### Directive
Transcribe the listing that follows in full, omitting pictures.

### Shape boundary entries
..............................

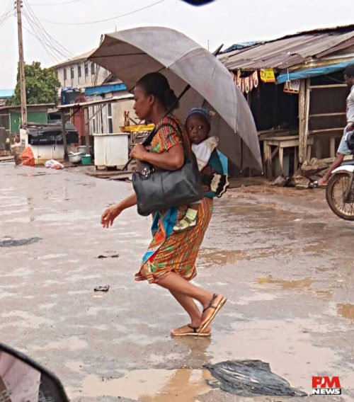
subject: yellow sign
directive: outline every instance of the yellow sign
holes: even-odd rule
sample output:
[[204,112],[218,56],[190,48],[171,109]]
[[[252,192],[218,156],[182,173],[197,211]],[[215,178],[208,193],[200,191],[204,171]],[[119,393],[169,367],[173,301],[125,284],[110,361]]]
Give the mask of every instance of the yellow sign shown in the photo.
[[284,84],[284,92],[287,93],[299,93],[300,90],[300,80],[292,79]]
[[261,69],[260,70],[261,81],[265,83],[275,82],[275,76],[273,69]]

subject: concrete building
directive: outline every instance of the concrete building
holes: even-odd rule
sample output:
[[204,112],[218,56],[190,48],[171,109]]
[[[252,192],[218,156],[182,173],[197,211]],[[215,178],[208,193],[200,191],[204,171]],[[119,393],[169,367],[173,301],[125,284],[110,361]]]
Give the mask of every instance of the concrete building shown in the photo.
[[92,50],[52,66],[62,88],[81,88],[99,85],[109,75],[107,70],[88,59]]

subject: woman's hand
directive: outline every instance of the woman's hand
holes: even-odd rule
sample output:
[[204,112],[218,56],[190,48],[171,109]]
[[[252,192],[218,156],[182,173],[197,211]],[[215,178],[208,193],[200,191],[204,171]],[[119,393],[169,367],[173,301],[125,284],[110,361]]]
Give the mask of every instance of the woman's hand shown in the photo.
[[107,209],[105,209],[105,211],[102,214],[102,217],[101,217],[101,224],[104,228],[109,228],[110,226],[113,224],[113,221],[121,212],[122,209],[120,207],[119,204],[107,208]]
[[130,158],[135,158],[135,159],[139,159],[139,161],[144,161],[147,154],[149,154],[149,151],[147,151],[144,145],[142,145],[141,144],[136,144],[132,149],[132,151],[130,152],[129,156],[130,156]]

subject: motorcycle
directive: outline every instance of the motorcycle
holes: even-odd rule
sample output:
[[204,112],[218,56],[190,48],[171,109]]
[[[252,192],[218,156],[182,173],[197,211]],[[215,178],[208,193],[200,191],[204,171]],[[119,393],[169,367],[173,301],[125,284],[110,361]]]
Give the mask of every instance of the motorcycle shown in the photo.
[[1,402],[69,402],[59,379],[25,355],[0,343]]
[[334,169],[326,188],[326,198],[332,211],[342,219],[354,221],[354,160]]

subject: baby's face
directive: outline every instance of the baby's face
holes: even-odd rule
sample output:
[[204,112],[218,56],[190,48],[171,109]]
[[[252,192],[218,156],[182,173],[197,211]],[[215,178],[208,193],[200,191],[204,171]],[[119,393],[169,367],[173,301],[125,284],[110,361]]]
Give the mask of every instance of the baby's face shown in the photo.
[[209,125],[200,115],[192,115],[185,122],[185,129],[192,144],[200,144],[207,137]]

..............................

### Correct output
subject: yellow sign
directive: outline every instance of the yellow sign
holes: even-odd rule
sample output:
[[204,112],[218,56],[190,48],[171,109]]
[[[252,192],[218,156],[182,173],[197,211]],[[215,178],[208,193],[200,191],[204,171]],[[119,393],[169,367],[173,301],[125,284],[110,361]]]
Give the mask of every instance of the yellow sign shown in the photo.
[[284,84],[284,92],[287,93],[299,93],[300,90],[300,80],[292,79]]
[[261,69],[260,70],[261,81],[265,83],[275,82],[275,76],[273,69]]

subject: concrete building
directive: outline every instance of the concrete building
holes: even-odd rule
sample output:
[[204,112],[218,56],[190,48],[171,109]]
[[[252,192],[218,156],[182,173],[197,211]],[[215,178],[208,193],[200,191],[204,171]],[[119,393],[169,367],[173,301],[125,284],[110,361]]]
Give the mask of every instance of the concrete building shown in the photo.
[[92,50],[52,66],[62,88],[81,88],[99,85],[109,75],[107,70],[88,59]]

subject: woman's hand
directive: outline every instance of the woman's hand
holes: even-odd rule
sample output:
[[204,112],[218,56],[190,48],[171,109]]
[[[252,192],[218,156],[182,173],[197,211]],[[215,178],[208,193],[200,191],[204,171]],[[119,393],[169,367],[173,301],[125,284],[110,361]]]
Give the mask of every instance of the woman's hand shown in the photo.
[[107,209],[105,209],[105,211],[102,214],[102,217],[101,217],[101,224],[104,228],[109,228],[110,226],[113,224],[113,221],[121,212],[122,209],[120,207],[119,204],[107,208]]
[[130,158],[135,158],[135,159],[139,159],[139,161],[144,161],[147,154],[149,154],[149,151],[147,151],[144,145],[142,145],[141,144],[136,144],[132,149],[132,151],[130,152],[129,156],[130,156]]

subject: motorcycle
directive: outline every instance of the motorcycle
holes: even-odd rule
sample output:
[[204,112],[218,56],[190,48],[171,109]]
[[[252,192],[218,156],[182,173],[197,211]],[[215,178],[208,193],[200,191],[204,171]],[[119,393],[169,367],[173,301],[125,284],[110,361]]]
Give the mask of every instance of the motorcycle shown in the photo.
[[1,402],[69,402],[59,379],[25,355],[0,343]]
[[334,169],[326,188],[326,198],[332,211],[342,219],[354,221],[354,160]]

subject: baby's face
directive: outline every instance of the baby's face
holes: even-odd rule
sample output:
[[204,112],[218,56],[190,48],[171,109]]
[[[252,192],[218,156],[182,173],[197,211]],[[215,178],[208,193],[200,191],[204,171]],[[119,393],[169,367],[173,301],[125,284],[110,361]]]
Give the mask of every instance of the baby's face shown in the photo.
[[209,125],[200,115],[192,115],[185,122],[185,129],[192,144],[200,144],[207,137]]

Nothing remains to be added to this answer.